• Stated exercise:
Copy out word for word the part of the material below that starts at the line containing "Question. Identify every instance of the autumn" and runs through the end of the material, leaving out the pictures.

Labeled-object pointing entries

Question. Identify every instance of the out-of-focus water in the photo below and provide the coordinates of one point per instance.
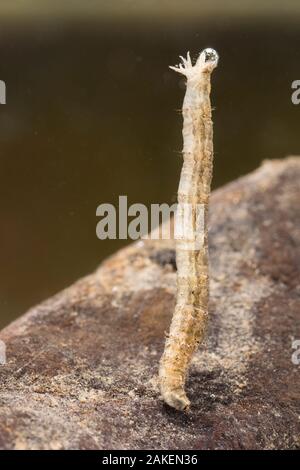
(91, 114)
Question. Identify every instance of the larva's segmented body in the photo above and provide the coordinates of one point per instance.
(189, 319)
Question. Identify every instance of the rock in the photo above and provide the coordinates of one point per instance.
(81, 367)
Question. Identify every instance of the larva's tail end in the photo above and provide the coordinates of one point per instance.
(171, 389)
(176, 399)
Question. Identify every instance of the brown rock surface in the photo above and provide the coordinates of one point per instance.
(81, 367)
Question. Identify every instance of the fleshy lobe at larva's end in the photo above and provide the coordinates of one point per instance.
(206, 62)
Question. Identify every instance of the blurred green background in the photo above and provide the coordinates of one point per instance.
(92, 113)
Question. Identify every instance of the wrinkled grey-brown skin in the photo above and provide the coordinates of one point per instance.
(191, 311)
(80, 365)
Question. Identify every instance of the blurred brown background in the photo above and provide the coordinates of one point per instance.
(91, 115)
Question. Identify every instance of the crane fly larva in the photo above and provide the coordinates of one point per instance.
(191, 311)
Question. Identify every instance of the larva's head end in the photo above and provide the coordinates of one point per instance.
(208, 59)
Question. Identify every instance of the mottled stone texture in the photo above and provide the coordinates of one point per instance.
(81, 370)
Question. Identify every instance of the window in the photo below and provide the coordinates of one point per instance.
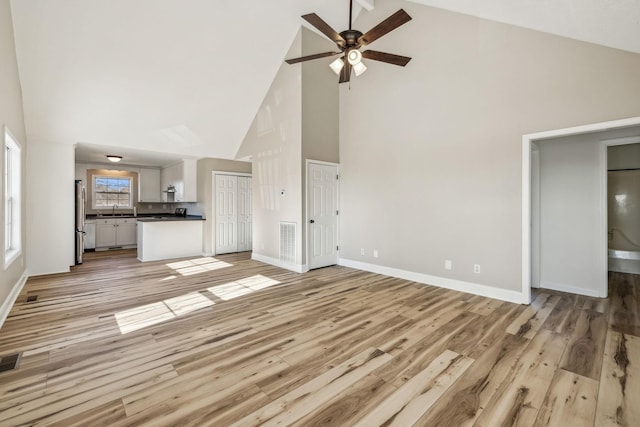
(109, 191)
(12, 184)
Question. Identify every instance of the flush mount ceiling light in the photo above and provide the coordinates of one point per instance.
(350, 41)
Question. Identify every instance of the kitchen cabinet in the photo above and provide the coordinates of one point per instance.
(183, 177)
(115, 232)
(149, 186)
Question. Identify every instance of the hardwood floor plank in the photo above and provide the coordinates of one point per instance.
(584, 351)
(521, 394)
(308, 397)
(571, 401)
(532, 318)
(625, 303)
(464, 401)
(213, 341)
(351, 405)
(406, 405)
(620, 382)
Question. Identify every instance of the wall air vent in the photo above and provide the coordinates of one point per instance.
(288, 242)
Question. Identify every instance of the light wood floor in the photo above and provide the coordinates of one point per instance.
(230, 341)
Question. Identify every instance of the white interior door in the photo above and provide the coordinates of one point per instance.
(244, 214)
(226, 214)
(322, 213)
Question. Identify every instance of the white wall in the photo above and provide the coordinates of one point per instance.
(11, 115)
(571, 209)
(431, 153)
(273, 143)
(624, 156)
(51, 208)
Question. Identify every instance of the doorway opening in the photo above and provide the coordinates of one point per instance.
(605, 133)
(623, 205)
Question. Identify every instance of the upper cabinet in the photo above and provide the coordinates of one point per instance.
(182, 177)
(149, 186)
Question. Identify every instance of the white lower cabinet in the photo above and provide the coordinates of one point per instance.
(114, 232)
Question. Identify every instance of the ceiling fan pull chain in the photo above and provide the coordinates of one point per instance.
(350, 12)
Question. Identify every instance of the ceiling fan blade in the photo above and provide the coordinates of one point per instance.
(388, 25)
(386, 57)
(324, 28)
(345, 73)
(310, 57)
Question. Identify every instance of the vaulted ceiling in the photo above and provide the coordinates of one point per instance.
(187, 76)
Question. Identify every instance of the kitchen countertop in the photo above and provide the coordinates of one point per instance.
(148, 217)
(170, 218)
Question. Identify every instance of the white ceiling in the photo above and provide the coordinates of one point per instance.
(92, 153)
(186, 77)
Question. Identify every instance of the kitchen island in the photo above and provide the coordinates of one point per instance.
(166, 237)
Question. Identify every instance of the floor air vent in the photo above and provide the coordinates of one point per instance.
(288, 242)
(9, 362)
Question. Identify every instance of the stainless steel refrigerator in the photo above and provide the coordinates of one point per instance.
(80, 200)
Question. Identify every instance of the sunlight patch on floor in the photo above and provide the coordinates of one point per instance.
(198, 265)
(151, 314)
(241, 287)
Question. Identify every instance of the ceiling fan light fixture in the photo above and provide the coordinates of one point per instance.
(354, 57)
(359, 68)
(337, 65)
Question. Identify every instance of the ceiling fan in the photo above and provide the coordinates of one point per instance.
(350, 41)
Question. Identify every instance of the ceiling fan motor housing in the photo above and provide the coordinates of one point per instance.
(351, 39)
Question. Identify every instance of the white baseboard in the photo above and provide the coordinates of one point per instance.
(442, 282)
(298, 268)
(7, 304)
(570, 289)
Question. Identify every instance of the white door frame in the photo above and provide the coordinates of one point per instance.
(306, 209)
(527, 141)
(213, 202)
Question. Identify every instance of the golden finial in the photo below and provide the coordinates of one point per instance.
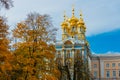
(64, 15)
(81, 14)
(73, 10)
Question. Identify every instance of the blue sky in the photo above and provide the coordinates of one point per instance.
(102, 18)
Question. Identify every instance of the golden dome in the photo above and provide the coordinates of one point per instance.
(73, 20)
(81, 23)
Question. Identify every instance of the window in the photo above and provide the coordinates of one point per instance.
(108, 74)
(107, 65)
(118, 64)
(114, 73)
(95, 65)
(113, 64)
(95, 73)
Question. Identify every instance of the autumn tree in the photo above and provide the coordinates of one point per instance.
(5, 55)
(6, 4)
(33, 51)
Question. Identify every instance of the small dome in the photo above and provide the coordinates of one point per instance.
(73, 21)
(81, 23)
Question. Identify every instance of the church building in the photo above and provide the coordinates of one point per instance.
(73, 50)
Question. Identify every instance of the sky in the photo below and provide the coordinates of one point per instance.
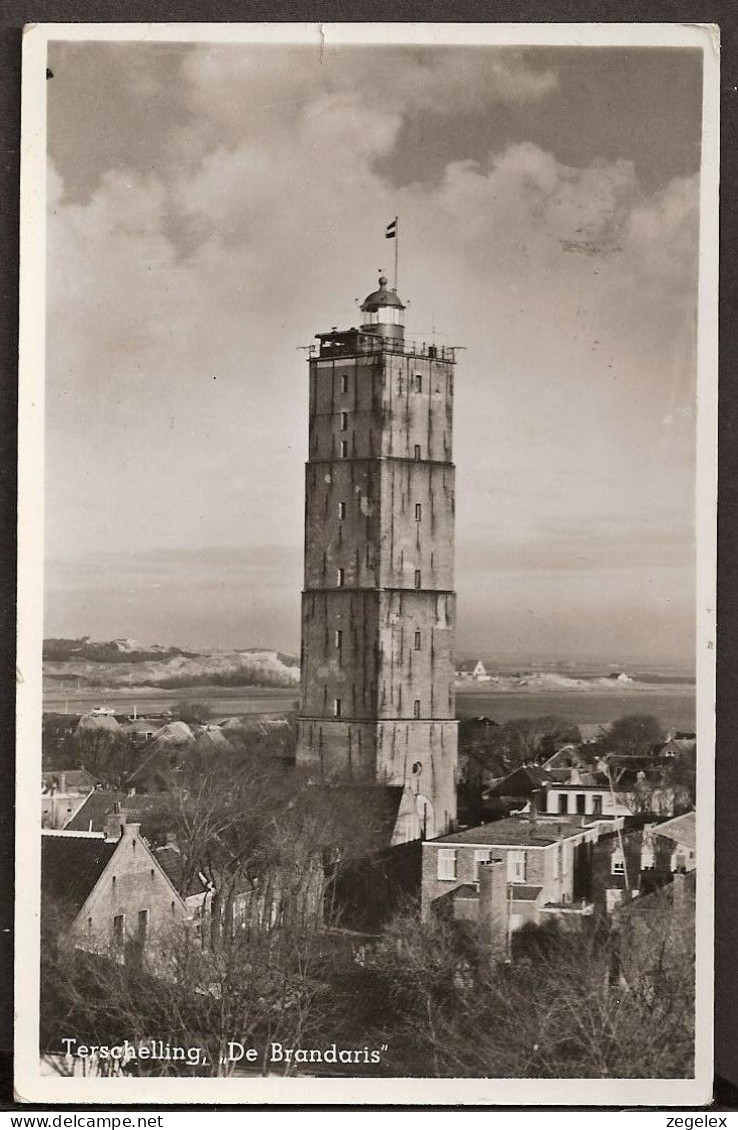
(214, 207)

• Full solution:
Question. Identify every instance of the autumn tree in the photo above and provide the coordinates of one point per instance.
(5, 55)
(6, 4)
(33, 51)
Question. Identify every instance of the small dome in the photo above and provide the coordinates of one point per instance.
(73, 21)
(81, 23)
Question. Identify every instance of the church building in the photo above and provide the coordinates of one point per instance.
(73, 50)
Question. Identify every instance of the sky in the photo below and provide the coordinates of one point per instance.
(214, 207)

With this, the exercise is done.